- **Testo di riferimento**:
"Al ritorno in classe si vivrà di emozioni, così da allontanare i silenzi pesanti della quarantena. Con i ragazzi si dovrà impostare una relazione diversa, le lezioni non potranno essere come prima, ma soprattutto noi insegnanti non dovremo diventare degli sceriffi". A vivere così il rientro a scuola è Giordano Riccò, insegnante di Lettere all’Istituto tecnico industriale Fermi.
Come sta vivendo questi giorni?
"Sono preoccupato. Anzi disorientato perché non ci sono ancora delle linee chiare e non si sa bene come si ricomincerà".
Come cambierà il modo di insegnare?
"Io credo che si debba dare spazio alle emozioni che i ragazzi hanno vissuto in quarantena. È vero, ci siamo visti online ma non è la stessa cosa. E poi bisogna rifare un patto tra insegnanti, scuola e studenti. Non si può pensare di continuare con le modalità precedenti, con lezioni frontali, anche se...".
Anche se...
"Ho idea che per i dubbi che ci sono ancora sui trasporti pubblici e sugli orari di ingresso e di uscita si dovrà ricorrere ancora alla didattica a distanza. Ma questo sarebbe drammatico, sia per gli studenti che per gli insengnati. Nessuno è pronto. La presenza in classe serve davvero, è indispensabile a chiarire i dubbi e a risolvere le cose non capite. Un modello misto sarà una soluzione ancora peggiore".
Sarete in grado di far rispettare le regole anti-Covid agli studenti?
"Credo che sia giusto rispettare le distanze e usare la mascherina. Ma so anche che i ragazzi faranno fatica. E sinceramente non credo sia giusto che noi insegnanti diventiamo sceriffi. Se devo fare questa cosa allora è meglio che ognuno stia a casa e si colleghi quando vuole. Dovrei mandare delle note ogni volta che uno sgarra? Non mi sembra il caso. Io non posso, non credo che sia giusto che ci obblighino a farlo".
Quale messaggio manda ai suoi alunni?
"Dobbiamo fare in modo di poterci vedere. Quindi fate i bravi adesso...".

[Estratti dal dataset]
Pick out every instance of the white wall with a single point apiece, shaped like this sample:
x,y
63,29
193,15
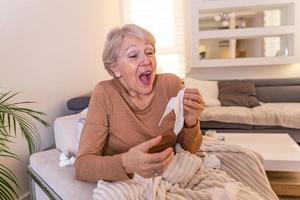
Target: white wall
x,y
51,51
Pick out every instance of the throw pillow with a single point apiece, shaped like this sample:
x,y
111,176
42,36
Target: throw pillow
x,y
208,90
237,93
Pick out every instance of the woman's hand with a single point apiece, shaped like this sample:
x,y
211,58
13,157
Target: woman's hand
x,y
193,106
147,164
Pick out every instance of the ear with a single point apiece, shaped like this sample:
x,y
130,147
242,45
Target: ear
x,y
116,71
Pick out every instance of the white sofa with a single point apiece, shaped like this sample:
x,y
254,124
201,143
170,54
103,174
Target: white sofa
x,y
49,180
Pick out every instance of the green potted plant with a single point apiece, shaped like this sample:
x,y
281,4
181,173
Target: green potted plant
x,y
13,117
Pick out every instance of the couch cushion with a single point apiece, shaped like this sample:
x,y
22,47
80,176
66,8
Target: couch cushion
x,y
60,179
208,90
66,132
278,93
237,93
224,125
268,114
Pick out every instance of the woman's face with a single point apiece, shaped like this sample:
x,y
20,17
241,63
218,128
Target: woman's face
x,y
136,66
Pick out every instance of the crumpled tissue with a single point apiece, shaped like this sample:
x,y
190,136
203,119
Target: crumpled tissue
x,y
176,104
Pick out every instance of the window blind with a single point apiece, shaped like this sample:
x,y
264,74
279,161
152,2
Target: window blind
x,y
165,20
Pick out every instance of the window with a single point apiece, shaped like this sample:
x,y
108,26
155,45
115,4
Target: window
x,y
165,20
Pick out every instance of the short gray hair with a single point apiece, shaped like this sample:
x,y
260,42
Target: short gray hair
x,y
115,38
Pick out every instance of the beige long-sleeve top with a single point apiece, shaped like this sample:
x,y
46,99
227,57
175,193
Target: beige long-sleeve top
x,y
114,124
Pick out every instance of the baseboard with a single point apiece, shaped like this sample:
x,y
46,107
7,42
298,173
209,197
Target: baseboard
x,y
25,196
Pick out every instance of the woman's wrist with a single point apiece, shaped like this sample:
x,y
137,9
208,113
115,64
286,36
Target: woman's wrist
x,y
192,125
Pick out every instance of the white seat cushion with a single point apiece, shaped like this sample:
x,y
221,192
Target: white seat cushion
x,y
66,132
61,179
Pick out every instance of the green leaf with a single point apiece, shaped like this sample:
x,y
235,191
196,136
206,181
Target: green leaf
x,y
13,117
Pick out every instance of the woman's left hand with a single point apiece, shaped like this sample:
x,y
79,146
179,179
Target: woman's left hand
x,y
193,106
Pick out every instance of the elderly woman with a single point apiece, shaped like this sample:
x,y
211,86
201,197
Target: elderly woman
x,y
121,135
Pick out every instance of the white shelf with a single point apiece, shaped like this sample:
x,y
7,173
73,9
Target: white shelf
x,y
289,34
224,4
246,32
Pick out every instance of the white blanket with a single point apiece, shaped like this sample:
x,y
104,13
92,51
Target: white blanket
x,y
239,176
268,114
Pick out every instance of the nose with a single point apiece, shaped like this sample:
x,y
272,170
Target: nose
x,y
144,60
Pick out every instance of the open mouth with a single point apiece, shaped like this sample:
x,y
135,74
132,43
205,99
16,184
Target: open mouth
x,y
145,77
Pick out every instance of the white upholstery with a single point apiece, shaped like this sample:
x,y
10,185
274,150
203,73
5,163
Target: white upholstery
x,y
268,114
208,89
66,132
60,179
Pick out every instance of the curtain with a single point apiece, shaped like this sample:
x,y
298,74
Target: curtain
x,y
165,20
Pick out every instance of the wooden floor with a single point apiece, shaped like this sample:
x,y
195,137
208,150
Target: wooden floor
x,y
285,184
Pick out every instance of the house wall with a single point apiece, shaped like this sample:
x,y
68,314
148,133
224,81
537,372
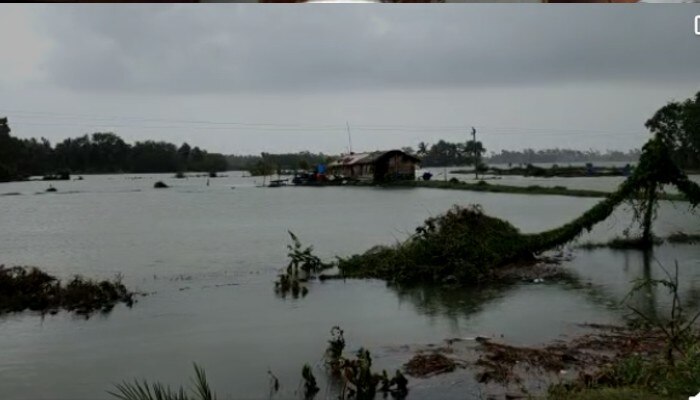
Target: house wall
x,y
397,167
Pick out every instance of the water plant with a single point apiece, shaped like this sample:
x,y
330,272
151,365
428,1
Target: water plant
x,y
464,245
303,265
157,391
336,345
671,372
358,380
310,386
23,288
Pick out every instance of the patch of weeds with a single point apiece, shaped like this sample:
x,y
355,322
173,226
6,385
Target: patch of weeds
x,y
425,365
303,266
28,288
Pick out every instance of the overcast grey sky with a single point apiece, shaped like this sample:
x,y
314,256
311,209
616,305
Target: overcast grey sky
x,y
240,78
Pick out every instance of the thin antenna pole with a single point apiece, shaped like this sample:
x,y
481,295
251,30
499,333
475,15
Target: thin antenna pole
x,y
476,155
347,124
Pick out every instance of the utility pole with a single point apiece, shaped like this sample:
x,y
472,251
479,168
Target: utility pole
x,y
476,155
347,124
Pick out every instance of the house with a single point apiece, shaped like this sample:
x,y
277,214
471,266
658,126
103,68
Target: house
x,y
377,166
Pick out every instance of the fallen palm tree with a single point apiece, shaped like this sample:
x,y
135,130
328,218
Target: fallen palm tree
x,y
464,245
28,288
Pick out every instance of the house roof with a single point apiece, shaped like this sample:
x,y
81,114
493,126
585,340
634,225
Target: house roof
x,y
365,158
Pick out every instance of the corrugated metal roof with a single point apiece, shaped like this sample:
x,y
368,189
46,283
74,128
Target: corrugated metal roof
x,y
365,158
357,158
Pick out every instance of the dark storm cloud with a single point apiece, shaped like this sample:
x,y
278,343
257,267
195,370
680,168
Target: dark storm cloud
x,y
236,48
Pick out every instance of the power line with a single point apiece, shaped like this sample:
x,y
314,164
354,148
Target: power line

- **Consegna**: Nel brano sul ritorno a scuola, in quale istituto insegna Lettere Giordano Riccò?

- **Soluzione**: All'Istituto tecnico industriale Fermi.